Une quinzaine de minutes plus tard, la médecin du GMF constate «l’atteinte de l’état général», des signes de détresse respiratoire et de déshydratation. C’est à ce moment qu’elle adresse le bambin à l’urgence de l’Hôpital de Saint-Georges, précisant qu’elle avisera le médecin de l’urgence de son arrivée.
Mais à son arrivée au centre hospitalier, Noah-James n’est pas attendu et est envoyé en salle d’attente pour l’évaluation au triage. Il est finalement vu une trentaine de minutes plus tard... quand sa mère constate qu’il ne respire plus.

Communications déficientes
Le petit est alors amené de toute urgence en salle de réanimation, mais en vain. Le décès de l’enfant a été constaté.
Noah-James est décédé d’une bronchopneumonie aiguë, dans le cadre d’une infection à Haemophilus influenzae et d’un syndrome de Barth, une maladie génétique rare.
Me Gilbert estime que «plusieurs facteurs, dont les communications déficientes, ainsi que l’absence d’évaluation et de prise en charge rapide à l’urgence, peuvent avoir eu une incidence importante sur le décès du petit».
Elle s’explique mal également pourquoi le médecin du GMF a demandé à la mère de l’enfant de se rendre à l’hôpital en voiture, alors qu’un transport par ambulance aurait permis une meilleure prise en charge. Elle constate également que le médecin de l’urgence a été contacté par le GMF 15 minutes avant l’arrivée du patient, mais que ses notes ne se sont jamais rendues au triage.
«Lorsque la mère du petit retourne à l’accueil de l’urgence, comment se fait-il qu’il ne soit pas évalué sur-le-champ alors que cela fait près de neuf minutes que la feuille du GMF est dans le télécopieur de l’urgence?» se questionne la coroner.

Puisque des mesures correctrices ont été mises en place par le CISSS-CA, Me Gilbert n’a pas émis de recommandation dans son rapport.
Toutefois, elle suggère au Collège des médecins du Québec d’effectuer une révision de la qualité de la prise en charge et du suivi médical du petit Noah-James le jour de son décès.
Des manquements injustifiables et inacceptables, estime un avocat
Les manquements et lacunes soulevés par la coroner dans les heures qui ont précédé le décès du bambin sont inexplicables et injustifiables, estime un avocat spécialisé en responsabilité civile médicale.
Me Nancy Gilbert soulève dans son rapport qu’une meilleure prise en charge du patient aurait pu lui sauver la vie et estime indéniable que les lacunes de communication ont eu un effet domino qui a mené à son décès.
«La coroner relève clairement un manquement au niveau du continuum de soins qu’a reçu l’enfant», observe Me Patrick Martin-Ménard, spécialisé en responsabilité civile médicale.
Selon l’avocat, avec l’état dans lequel l’enfant se trouvait et l’ensemble du tableau clinique que le personnel avait, les manquements relevés dans le rapport «sont impensables», à commencer par l’absence d’évaluation à l’arrivée à l’hôpital.

■ **Consigne 1**: Selon l'article sur le décès de Noah-James, de quoi l'enfant est-il mort ?
■ **Consigne 2**: Reproduisez sans modification le passage de l'article sur le décès de Noah-James, depuis « Une quinzaine de » jusqu'à « maladie génétique rare. ».
Appuyez-vous exclusivement sur le texte.

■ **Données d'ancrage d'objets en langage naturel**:
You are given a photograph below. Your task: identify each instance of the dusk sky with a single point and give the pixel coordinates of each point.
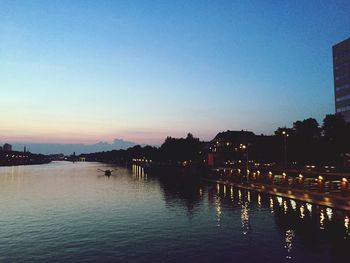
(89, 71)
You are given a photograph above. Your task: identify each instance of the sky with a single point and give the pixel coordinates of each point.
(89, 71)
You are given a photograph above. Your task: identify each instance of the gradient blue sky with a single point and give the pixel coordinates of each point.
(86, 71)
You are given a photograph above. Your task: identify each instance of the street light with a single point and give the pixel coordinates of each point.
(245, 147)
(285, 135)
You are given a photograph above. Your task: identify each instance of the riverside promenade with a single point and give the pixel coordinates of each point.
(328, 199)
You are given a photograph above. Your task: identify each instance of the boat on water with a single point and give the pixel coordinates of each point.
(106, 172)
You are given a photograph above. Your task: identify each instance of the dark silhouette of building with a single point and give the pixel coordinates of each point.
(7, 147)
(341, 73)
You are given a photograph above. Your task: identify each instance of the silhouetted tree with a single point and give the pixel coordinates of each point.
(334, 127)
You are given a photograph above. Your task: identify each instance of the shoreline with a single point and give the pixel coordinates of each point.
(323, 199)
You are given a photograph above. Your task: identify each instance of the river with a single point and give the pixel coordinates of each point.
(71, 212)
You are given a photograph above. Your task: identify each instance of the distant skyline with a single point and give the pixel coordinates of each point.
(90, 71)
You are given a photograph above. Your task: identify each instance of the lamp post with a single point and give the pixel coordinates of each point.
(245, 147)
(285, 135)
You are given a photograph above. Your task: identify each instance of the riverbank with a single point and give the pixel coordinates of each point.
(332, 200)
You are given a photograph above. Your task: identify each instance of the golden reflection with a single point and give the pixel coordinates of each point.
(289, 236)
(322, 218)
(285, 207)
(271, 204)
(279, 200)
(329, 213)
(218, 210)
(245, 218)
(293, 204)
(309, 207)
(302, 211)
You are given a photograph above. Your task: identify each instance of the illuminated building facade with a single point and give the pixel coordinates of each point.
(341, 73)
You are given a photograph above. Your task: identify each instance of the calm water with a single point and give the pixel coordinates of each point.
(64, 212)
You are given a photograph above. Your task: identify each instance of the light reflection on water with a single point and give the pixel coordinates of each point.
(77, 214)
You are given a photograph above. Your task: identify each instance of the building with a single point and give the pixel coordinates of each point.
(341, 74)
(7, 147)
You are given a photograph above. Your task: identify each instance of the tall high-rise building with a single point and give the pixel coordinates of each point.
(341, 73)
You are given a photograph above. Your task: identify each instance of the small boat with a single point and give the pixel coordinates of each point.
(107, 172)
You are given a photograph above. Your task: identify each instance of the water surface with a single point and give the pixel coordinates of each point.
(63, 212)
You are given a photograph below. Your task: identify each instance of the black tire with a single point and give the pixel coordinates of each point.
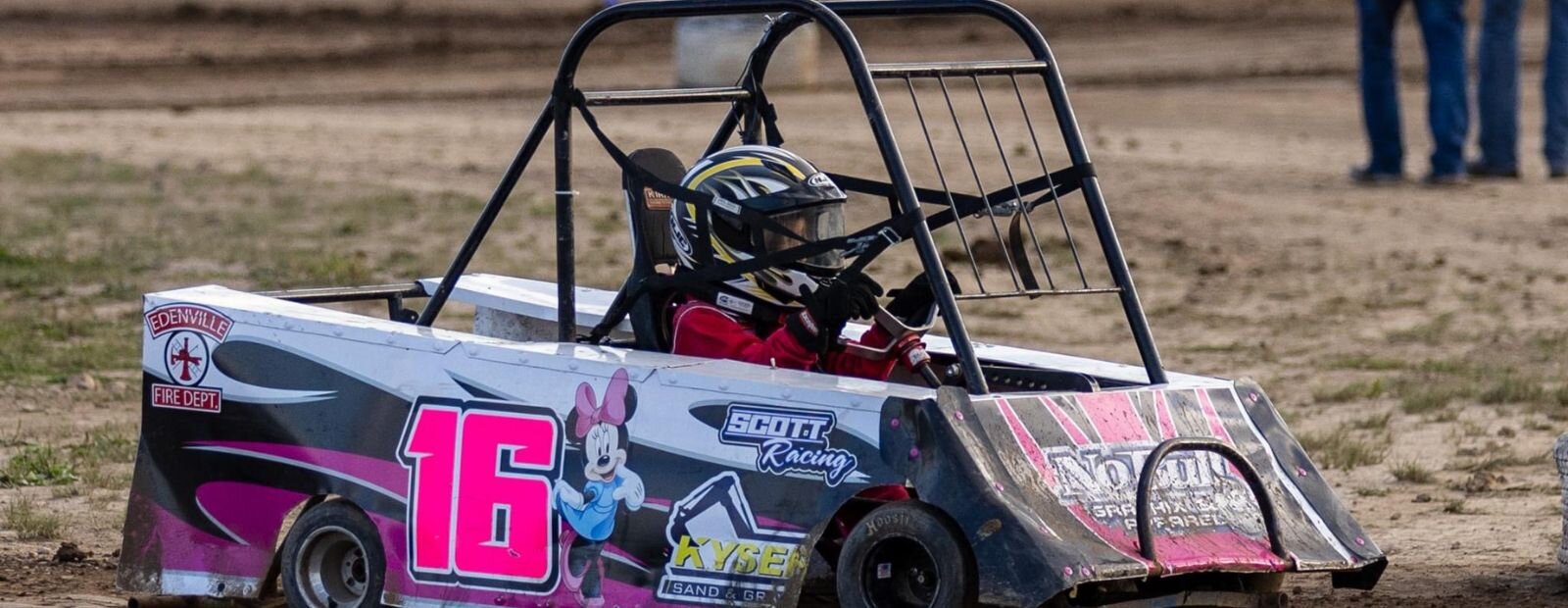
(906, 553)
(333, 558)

■ **Réponse attendue 1**: D'une bronchopneumonie aiguë, dans le cadre d'une infection à Haemophilus influenzae et d'un syndrome de Barth, une maladie génétique rare.

■ **Réponse attendue 2**:
Une quinzaine de minutes plus tard, la médecin du GMF constate «l’atteinte de l’état général», des signes de détresse respiratoire et de déshydratation. C’est à ce moment qu’elle adresse le bambin à l’urgence de l’Hôpital de Saint-Georges, précisant qu’elle avisera le médecin de l’urgence de son arrivée.
Mais à son arrivée au centre hospitalier, Noah-James n’est pas attendu et est envoyé en salle d’attente pour l’évaluation au triage. Il est finalement vu une trentaine de minutes plus tard... quand sa mère constate qu’il ne respire plus.

Communications déficientes
Le petit est alors amené de toute urgence en salle de réanimation, mais en vain. Le décès de l’enfant a été constaté.
Noah-James est décédé d’une bronchopneumonie aiguë, dans le cadre d’une infection à Haemophilus influenzae et d’un syndrome de Barth, une maladie génétique rare.